* YOUR GOAL
A faithful copy of the data is the goal; set it down exactly, without the images.

Entries taken from a collection
========
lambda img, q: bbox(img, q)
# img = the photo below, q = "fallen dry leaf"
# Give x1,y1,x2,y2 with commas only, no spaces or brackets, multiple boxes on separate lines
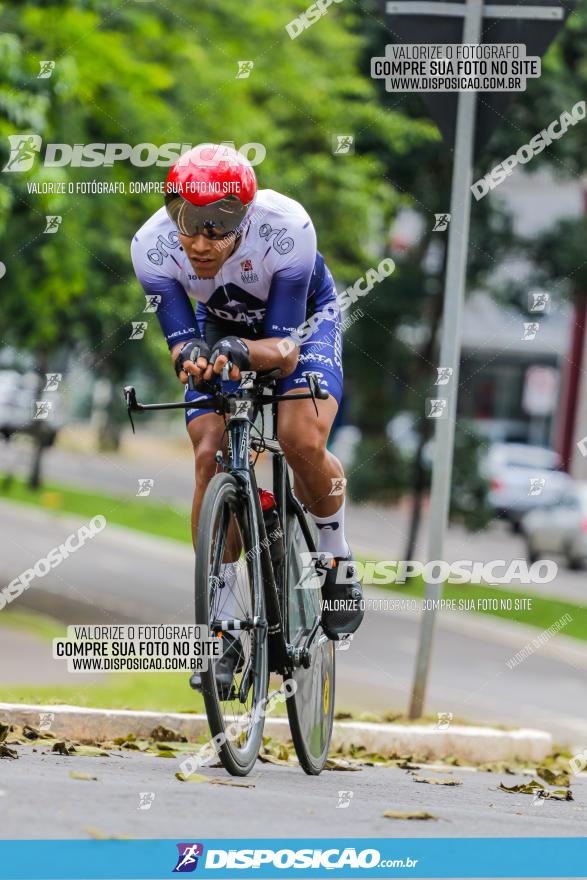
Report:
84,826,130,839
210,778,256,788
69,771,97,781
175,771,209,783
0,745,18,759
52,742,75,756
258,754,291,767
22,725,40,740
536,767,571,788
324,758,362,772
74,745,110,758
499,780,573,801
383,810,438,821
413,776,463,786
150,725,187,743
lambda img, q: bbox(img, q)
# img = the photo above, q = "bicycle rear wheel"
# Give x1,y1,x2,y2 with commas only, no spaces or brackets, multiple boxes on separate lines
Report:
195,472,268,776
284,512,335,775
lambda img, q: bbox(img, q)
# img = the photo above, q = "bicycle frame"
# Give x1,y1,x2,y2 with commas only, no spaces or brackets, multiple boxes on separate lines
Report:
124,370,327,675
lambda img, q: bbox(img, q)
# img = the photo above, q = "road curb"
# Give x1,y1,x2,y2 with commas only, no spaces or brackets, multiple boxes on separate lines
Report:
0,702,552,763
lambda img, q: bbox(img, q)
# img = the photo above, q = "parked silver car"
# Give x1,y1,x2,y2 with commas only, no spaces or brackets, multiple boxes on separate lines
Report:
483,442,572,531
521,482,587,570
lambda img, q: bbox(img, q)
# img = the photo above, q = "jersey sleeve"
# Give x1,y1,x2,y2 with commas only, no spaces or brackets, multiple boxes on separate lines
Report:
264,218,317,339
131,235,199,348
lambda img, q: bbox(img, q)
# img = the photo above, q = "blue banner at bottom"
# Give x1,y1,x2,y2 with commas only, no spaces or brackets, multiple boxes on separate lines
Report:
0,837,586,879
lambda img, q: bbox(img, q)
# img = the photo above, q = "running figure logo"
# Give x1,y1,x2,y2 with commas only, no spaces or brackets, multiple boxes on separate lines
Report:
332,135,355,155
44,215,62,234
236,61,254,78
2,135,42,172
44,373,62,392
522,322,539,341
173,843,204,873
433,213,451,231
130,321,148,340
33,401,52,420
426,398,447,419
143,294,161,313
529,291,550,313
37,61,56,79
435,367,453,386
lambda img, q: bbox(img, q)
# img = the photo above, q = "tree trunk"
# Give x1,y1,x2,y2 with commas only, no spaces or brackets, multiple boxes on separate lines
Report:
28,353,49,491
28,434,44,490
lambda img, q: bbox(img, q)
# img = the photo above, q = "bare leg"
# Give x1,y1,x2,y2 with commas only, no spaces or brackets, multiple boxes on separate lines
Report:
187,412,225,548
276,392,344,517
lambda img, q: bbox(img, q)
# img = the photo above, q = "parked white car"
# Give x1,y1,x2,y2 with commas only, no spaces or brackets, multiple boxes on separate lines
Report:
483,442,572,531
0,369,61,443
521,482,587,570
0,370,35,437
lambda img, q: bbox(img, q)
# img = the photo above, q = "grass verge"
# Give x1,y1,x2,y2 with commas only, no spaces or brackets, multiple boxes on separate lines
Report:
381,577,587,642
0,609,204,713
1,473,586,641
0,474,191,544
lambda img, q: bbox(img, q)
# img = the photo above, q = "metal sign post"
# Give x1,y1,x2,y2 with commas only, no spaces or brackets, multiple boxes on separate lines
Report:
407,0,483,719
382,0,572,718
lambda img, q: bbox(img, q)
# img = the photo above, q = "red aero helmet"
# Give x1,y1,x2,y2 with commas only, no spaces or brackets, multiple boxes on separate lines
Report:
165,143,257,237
========
* ANSWER FOR THIS EXERCISE
lambda img, q: bbox(img, q)
# img = the photo below, q = "fallen dry leaf"
# Give x1,y1,x2,y2 with commas only, no spaces or brackets, multiple boxes on separate lines
Report:
84,826,130,839
210,778,256,788
69,771,97,781
175,771,209,783
0,745,18,759
52,742,75,756
258,754,291,767
22,725,40,740
536,767,571,788
324,758,362,772
74,745,110,758
499,780,573,801
383,810,438,821
413,776,463,786
150,725,187,743
lambda img, q: bbox(img, q)
# img = the photo above, q = "bicycle rear wheel"
# Give x1,y1,x2,y2 with commas only, no spaces or brackets, multiple boxes on separate lines
Report:
195,472,268,776
284,512,335,775
lambda img, q: bbox(img, q)
# img = the photo above, q = "bicycle frame"
# Give x1,y1,x2,y2 with commas only, no spaces or brackets, multiple boxes on separate lines
Report:
124,370,327,675
lambda img, q: bbox(img, q)
# img = the photo above, q = "road curb"
# Give x1,y1,x2,y2 with commas only, no spaces or brackets, multiple boxes on separate lines
Report:
0,702,552,763
lambda img, q: bbox(img, q)
# img = the photo above, q = "parked silver car"
# Give x1,y1,x2,y2 with commas only, no spaces or brackets, multiple boxes on separate lines
Report:
483,442,572,531
521,482,587,570
lambda img, q: bbox(img, q)
# img = the photo above, q = "jersey sleeve"
# Give x1,y1,x2,y2 with commas only, no spaces or brackets, multiple boxes on separate lines
Report:
264,218,317,339
131,235,199,348
lambda img, q: bbox(img, q)
# img = the photo above, q = "blue banner at bottom"
# Give x1,y1,x2,y2 with commas only, no spaces or brackets, multiple boxes on separate lines
Report:
0,837,586,879
lambda img, q: bbox(img, q)
# img = the photo above, q = "running figure logo"
# Give x1,y1,x2,y2 with commas only, no spaces or brackets, multiple boxes on separate lines
Report:
332,135,355,155
44,215,62,234
236,61,254,78
2,135,42,172
44,373,62,392
522,322,539,341
173,843,204,873
433,213,451,231
130,321,148,340
33,401,52,420
426,398,447,419
143,294,161,313
529,291,550,313
37,61,56,79
435,367,453,386
lambda img, q: bbox(img, q)
# img = the photo above, q = "tree trunk"
# Give x1,y1,x2,y2 with commas only, no spaces or brackets, multiple boxes on separate lines
Report:
28,353,49,491
28,434,44,490
lambda img, q: bbox(img, q)
# img = the photo above, q = "bare leg"
# Give x1,y1,x2,y2 with commas only, no spaces or brackets, multiple boxes on separate lines
Report:
187,412,225,548
276,392,344,517
lambda img, q: bbox(img, q)
# img = the photo above, q = "parked white car"
# Give x1,y1,x2,y2 with commas only, no spaces or brackets, multiple boxes on separate lines
Report:
483,442,572,531
0,369,61,443
521,482,587,570
0,370,35,437
lambda img, q: bbox(img, q)
# img = the photo above, q = "grass verge"
# Give x1,y1,x2,y2 with commas only, no spaces or brackets, multiple boxes on separate lines
Report:
381,577,587,642
0,609,204,713
1,473,586,641
0,474,191,544
lambda img, q: bbox(img, q)
# img = the photo above, q = "metal sign post"
# Give x1,y1,x2,y2 with commas only, no spaces or brackets, multiple boxes on separate lines
Report:
407,0,483,719
382,0,572,718
lambda img, q: bbox(img, q)
# img = the photo above, q = "red aero helmet"
# Give x1,y1,x2,y2 with commas only, no spaces or brackets, multiple boxes on separate lines
Report:
165,143,257,237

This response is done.